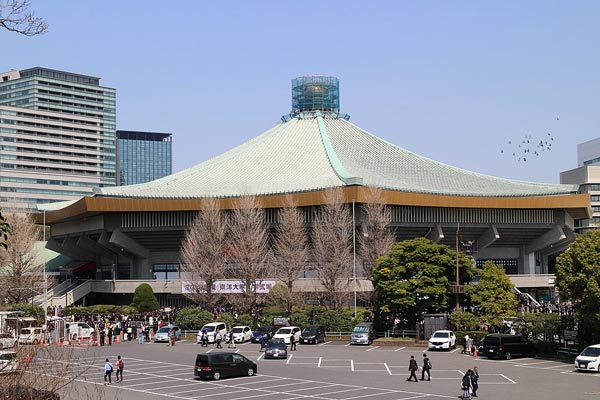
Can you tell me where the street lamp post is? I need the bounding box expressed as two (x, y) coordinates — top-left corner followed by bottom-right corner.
(352, 200), (356, 317)
(43, 210), (48, 342)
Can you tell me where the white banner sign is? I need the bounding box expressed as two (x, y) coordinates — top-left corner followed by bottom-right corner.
(181, 280), (275, 293)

Problem to solve: Copy out every line of text from the items above word for word, leaving out the pictures.

Output for this exercise:
Can you tell me where the street lamp post is? I need the bounding box expressed as two (x, y) coordinates — top-left corner followed by bottom-right corner.
(352, 200), (356, 317)
(43, 210), (48, 342)
Can you tell me where the white banner sign is? I need the bounding box expressed as two (x, y) coordinates — top-left corner followed by bottom-right corner.
(181, 280), (275, 293)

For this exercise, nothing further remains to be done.